>> start MATERIAL PROVIDED

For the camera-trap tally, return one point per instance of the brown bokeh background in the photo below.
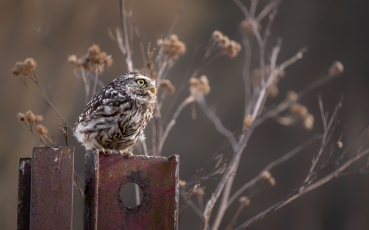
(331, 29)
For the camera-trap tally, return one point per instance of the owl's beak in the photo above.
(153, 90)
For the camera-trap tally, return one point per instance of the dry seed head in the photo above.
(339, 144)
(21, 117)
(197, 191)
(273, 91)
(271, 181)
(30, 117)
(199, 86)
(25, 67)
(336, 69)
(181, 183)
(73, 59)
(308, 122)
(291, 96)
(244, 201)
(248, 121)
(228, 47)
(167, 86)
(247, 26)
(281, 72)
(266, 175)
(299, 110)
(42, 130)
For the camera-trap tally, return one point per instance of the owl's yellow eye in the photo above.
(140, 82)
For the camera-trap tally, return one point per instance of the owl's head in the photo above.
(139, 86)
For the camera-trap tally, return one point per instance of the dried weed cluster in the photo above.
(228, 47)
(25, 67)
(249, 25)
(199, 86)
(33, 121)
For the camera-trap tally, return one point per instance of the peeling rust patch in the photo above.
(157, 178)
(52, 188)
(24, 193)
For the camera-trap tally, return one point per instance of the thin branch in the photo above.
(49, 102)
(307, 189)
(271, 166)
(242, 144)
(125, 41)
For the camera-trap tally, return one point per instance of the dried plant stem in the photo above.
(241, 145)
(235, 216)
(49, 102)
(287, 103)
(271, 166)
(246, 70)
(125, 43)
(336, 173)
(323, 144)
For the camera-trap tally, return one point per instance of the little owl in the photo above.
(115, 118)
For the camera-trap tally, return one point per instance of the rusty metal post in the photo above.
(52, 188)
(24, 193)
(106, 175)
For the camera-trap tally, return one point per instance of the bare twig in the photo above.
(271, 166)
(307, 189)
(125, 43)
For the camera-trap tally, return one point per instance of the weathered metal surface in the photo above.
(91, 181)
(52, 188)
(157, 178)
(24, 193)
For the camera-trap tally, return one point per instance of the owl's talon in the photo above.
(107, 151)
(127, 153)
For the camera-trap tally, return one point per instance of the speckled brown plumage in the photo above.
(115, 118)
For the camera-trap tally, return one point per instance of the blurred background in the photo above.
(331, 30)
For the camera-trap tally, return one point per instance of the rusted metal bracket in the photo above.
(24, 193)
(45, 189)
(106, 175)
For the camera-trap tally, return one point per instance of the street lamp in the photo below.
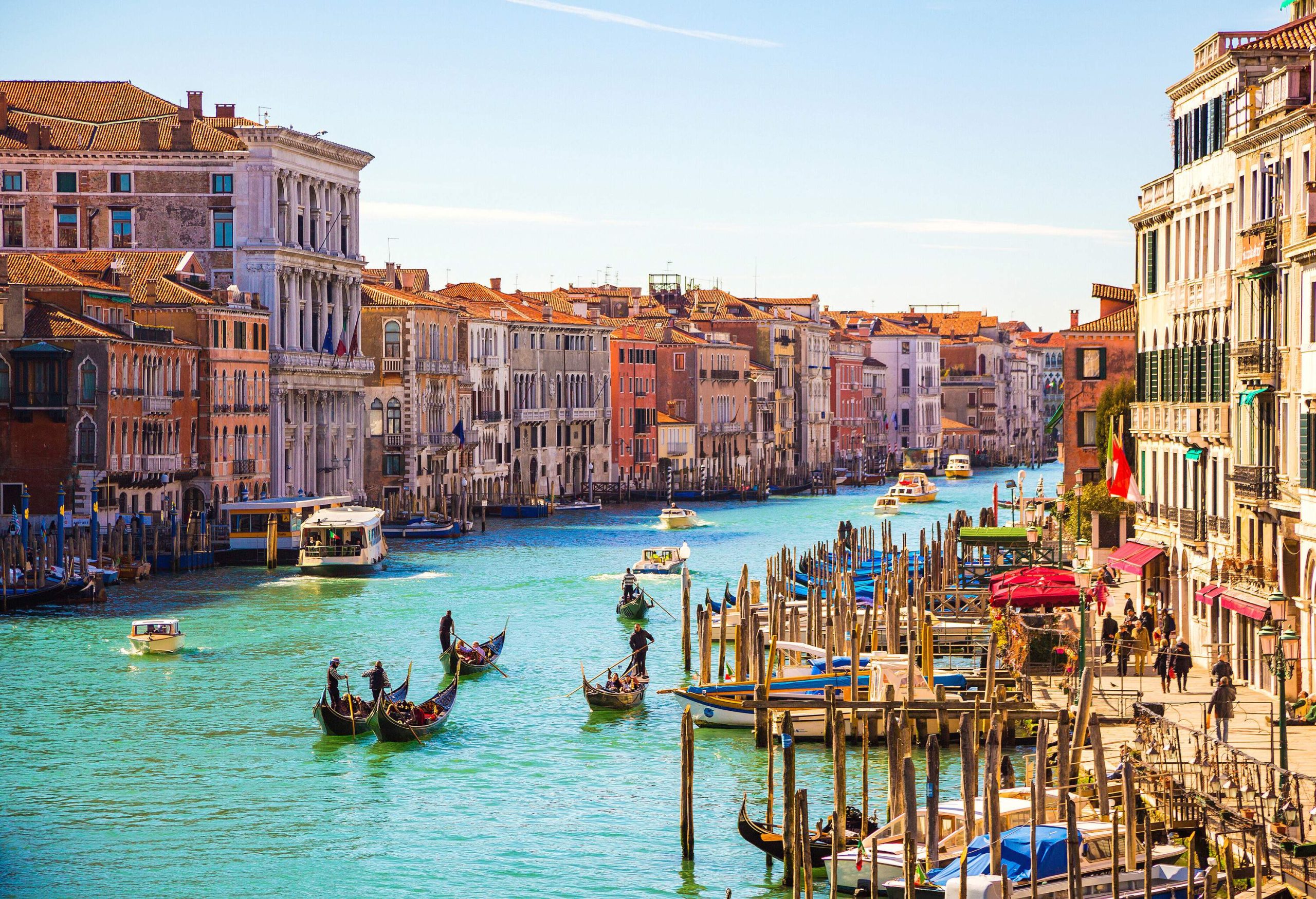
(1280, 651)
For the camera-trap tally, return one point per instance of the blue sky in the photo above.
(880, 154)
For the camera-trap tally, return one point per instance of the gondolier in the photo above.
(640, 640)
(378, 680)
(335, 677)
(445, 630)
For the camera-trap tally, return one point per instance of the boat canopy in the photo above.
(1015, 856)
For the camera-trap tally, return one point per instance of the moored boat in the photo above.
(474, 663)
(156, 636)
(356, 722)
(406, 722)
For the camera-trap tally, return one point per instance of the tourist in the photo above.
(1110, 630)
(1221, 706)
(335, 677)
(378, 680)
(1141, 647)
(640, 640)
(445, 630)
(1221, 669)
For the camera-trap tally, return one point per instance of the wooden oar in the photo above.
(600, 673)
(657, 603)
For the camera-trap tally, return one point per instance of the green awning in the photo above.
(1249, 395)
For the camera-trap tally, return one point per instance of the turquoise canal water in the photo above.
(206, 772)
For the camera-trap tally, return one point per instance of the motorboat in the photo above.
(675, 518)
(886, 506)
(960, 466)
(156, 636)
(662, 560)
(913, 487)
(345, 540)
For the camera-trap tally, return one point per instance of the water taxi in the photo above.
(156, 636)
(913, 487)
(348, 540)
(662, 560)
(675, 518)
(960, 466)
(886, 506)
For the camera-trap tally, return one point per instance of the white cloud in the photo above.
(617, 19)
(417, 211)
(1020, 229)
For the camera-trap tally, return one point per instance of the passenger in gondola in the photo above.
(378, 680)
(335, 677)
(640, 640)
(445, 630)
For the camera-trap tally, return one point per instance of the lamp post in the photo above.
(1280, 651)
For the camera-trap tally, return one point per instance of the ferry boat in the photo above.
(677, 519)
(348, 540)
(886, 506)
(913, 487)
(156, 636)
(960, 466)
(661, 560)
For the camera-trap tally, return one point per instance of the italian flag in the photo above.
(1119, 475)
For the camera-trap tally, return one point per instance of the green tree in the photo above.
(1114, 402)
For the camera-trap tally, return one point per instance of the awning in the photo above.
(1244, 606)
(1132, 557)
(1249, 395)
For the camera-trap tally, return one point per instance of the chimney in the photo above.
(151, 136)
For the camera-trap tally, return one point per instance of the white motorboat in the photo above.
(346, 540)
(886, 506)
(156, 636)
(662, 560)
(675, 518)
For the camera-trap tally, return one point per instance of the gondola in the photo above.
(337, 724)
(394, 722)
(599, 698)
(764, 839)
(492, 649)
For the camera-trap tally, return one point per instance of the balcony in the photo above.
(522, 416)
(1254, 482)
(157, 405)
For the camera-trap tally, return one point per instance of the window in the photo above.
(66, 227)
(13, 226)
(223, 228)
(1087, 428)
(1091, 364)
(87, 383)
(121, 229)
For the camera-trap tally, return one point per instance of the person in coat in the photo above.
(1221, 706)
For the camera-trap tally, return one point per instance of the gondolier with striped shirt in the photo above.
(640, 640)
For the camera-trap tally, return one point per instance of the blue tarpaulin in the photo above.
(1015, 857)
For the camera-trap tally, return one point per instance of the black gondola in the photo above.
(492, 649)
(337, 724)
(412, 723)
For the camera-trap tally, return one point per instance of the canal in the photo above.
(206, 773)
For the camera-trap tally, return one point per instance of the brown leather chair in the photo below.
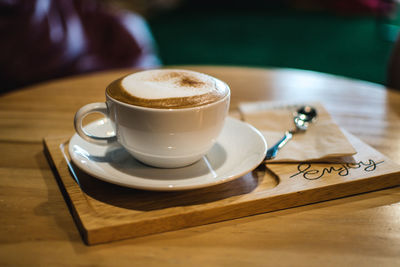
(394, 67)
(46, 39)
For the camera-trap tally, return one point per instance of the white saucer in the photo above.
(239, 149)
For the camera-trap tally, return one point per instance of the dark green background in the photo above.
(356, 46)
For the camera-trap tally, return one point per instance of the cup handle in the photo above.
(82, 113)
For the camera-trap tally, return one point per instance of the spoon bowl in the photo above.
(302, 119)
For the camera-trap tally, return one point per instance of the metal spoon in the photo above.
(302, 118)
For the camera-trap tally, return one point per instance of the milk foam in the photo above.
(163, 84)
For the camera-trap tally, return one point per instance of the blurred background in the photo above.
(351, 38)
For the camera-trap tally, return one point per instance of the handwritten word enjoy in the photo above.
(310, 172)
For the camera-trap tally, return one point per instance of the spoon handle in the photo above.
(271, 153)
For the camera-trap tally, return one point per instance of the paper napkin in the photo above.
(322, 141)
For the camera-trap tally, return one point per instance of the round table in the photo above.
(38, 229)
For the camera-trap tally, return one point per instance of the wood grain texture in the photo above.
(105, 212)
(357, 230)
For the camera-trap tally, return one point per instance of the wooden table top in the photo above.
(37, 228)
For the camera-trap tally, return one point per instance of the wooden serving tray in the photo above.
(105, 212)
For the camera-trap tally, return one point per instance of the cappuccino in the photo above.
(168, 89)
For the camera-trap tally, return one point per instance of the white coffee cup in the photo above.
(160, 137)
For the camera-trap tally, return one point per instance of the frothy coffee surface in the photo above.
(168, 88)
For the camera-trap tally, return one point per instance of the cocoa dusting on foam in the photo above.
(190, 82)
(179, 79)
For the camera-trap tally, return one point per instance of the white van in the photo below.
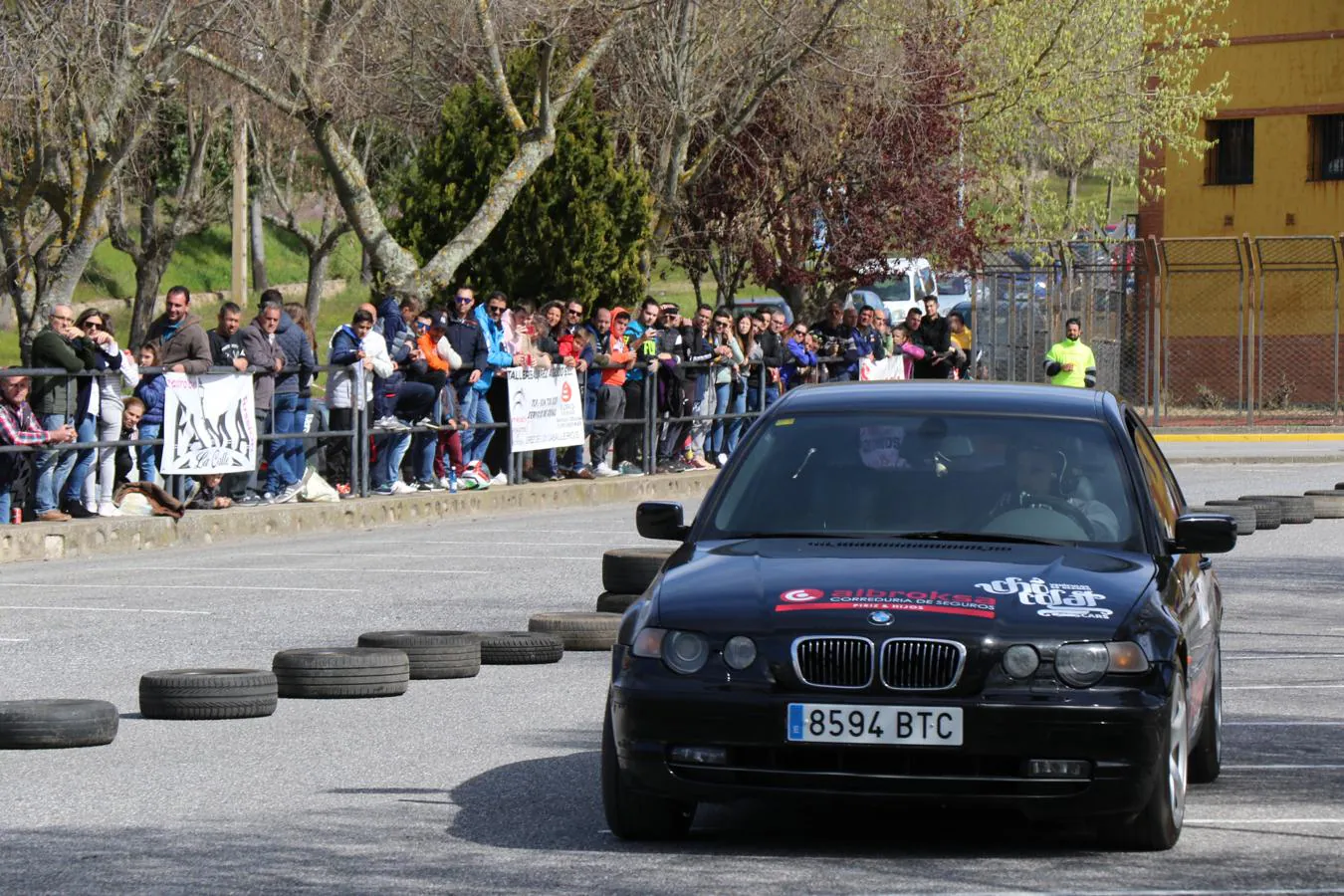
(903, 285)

>> end MATERIAL PROVIDED

§ EXERCISE DETAILS: Duplicate the stretch of the listing from the line that contains "tray in the photo above." through the end of the listing, both ends included, leaving the pictures out of your answer.

§ PROBLEM SOLUTION:
For the camera-trap tally, return one point per instance of the wooden serving tray in the photo above.
(105, 212)
For the camera-trap tally, return one point per instance of the cappuccino in the photo above.
(168, 89)
For the camera-trap tally, return one point per instance of the white coffee cup in the photo above.
(160, 137)
For the camera-trap tally, return one point per instance of the frothy coffee surface in the photo above.
(168, 88)
For the camera-trap tally, return one point per instance of the cocoa dusting on foam in the photo above.
(190, 82)
(179, 79)
For the camera-trap tally, return one point per instance of the white van in the photo below.
(903, 285)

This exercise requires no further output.